Selection
Section 2. AGREEMENT TO INDEMNIFY.
A. General Agreement. In the event Indemnitee was, is, or becomes a
Participant in, or is threatened to be made a Participant in, a proceeding by
reason of (or arising in part out of) an Indemnifiable Event, the Company shall
indemnify Indemnitee from and against any and all Expenses to the fullest extent
permitted by law, as the same exists or may hereafter be amended or interpreted
(but in the case of any such amendment or interpretation, only to the extent
that such amendment or interpretation permits the Company to provide broader
indemnification rights than were permitted prior thereto). The parties hereto
intend that this Agreement shall provide for indemnification in excess of that
expressly permitted by statute, including, without limitation, any
indemnification provided by the Company's articles of incorporation, its bylaws,
a vote of its shareholders or disinterested directors, or applicable law.
B. Initiation of Proceeding. Notwithstanding anything in this
Agreement to the contrary, Indemnitee shall not be entitled to
indemnification under this Agreement in connection with any proceeding
initiated by Indemnitee against the Company or any director or officer of the
Company unless:
(i) the Company has joined in or the Board has consented to the
initiation of such proceeding;
(ii) the proceeding is one to enforce indemnification rights
under Section 5; or
(iii) the proceeding is instituted after a Change in Control and
Independent Counsel has approved its initiation.

Request 1
Render this sentence from the indemnification provision into Spanish: "The parties hereto intend that this Agreement shall provide for indemnification in excess of that expressly permitted by statute, including, without limitation, any indemnification provided by the Company's articles of incorporation, its bylaws, a vote of its shareholders or disinterested directors, or applicable law."
The entries that follow have no connection to the indemnification provision above.

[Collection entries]
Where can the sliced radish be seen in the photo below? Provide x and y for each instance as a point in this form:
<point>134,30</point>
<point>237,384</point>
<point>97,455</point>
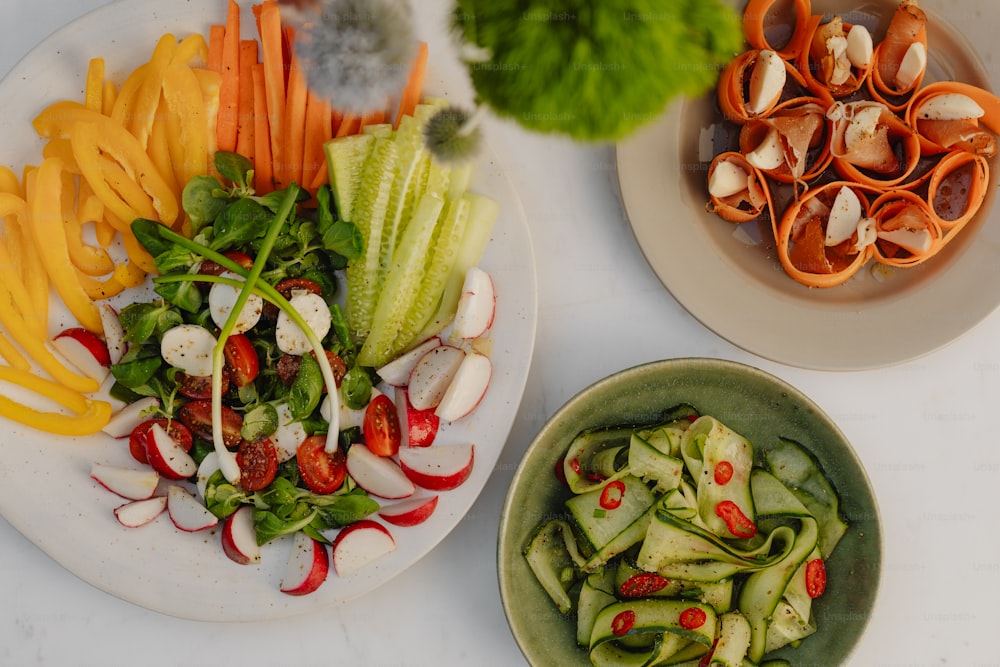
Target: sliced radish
<point>137,513</point>
<point>420,427</point>
<point>432,374</point>
<point>114,332</point>
<point>222,299</point>
<point>131,483</point>
<point>359,544</point>
<point>308,566</point>
<point>167,456</point>
<point>208,467</point>
<point>409,512</point>
<point>467,388</point>
<point>316,313</point>
<point>378,475</point>
<point>476,307</point>
<point>438,468</point>
<point>85,350</point>
<point>396,373</point>
<point>187,512</point>
<point>189,347</point>
<point>122,423</point>
<point>239,539</point>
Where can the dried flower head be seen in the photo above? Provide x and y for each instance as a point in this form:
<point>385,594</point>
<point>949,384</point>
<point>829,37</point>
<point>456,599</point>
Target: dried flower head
<point>452,135</point>
<point>355,53</point>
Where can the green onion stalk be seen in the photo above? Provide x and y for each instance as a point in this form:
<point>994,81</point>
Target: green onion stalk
<point>250,285</point>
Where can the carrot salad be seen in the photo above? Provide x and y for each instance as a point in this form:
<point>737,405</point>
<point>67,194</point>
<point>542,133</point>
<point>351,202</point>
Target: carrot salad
<point>875,166</point>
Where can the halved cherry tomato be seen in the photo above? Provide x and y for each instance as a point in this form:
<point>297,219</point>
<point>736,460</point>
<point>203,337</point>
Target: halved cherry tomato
<point>197,416</point>
<point>198,386</point>
<point>421,425</point>
<point>381,426</point>
<point>258,462</point>
<point>242,364</point>
<point>321,471</point>
<point>622,623</point>
<point>285,288</point>
<point>137,438</point>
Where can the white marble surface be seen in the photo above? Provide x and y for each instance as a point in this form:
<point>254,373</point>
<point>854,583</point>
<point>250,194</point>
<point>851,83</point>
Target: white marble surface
<point>923,429</point>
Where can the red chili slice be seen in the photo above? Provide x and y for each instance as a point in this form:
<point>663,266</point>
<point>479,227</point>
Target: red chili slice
<point>692,618</point>
<point>815,577</point>
<point>623,622</point>
<point>642,584</point>
<point>612,495</point>
<point>560,471</point>
<point>706,660</point>
<point>736,521</point>
<point>723,472</point>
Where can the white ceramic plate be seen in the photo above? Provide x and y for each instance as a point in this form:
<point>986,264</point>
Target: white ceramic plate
<point>739,290</point>
<point>45,488</point>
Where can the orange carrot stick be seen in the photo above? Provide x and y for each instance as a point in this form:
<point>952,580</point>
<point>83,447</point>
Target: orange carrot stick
<point>753,27</point>
<point>805,258</point>
<point>294,129</point>
<point>349,124</point>
<point>263,172</point>
<point>273,59</point>
<point>216,35</point>
<point>245,116</point>
<point>410,96</point>
<point>953,207</point>
<point>227,125</point>
<point>318,130</point>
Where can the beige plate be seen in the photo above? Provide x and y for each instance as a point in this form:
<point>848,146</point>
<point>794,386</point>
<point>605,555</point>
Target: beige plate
<point>737,288</point>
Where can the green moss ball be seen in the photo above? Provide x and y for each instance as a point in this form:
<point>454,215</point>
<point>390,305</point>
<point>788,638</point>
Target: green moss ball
<point>594,69</point>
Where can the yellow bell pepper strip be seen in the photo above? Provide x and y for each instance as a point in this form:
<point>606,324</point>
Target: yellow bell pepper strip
<point>34,346</point>
<point>98,140</point>
<point>147,98</point>
<point>15,210</point>
<point>47,227</point>
<point>125,99</point>
<point>182,92</point>
<point>9,182</point>
<point>30,258</point>
<point>211,83</point>
<point>92,210</point>
<point>97,288</point>
<point>158,148</point>
<point>12,355</point>
<point>62,149</point>
<point>93,261</point>
<point>90,414</point>
<point>191,49</point>
<point>93,92</point>
<point>16,276</point>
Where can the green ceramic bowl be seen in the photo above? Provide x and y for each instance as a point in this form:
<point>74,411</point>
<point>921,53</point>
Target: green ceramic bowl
<point>755,404</point>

Request 2
Duplicate without alteration the stretch of the collection entries from the line containing "Where can the red" through the line containing "<point>723,472</point>".

Final answer 1
Las partes del presente tienen la intención de que este Acuerdo prevea una indemnización que exceda la expresamente permitida por la ley, incluida, sin limitación, cualquier indemnización otorgada por el acta constitutiva de la Compañía, sus estatutos, una votación de sus accionistas o de sus consejeros desinteresados, o la legislación aplicable.

Final answer 2
Where can the red chili slice be seen in the photo above? Provide x and y for each instance as a point in this form:
<point>663,266</point>
<point>479,227</point>
Target: red chili slice
<point>692,618</point>
<point>815,577</point>
<point>623,622</point>
<point>642,584</point>
<point>612,495</point>
<point>560,471</point>
<point>706,660</point>
<point>736,521</point>
<point>723,472</point>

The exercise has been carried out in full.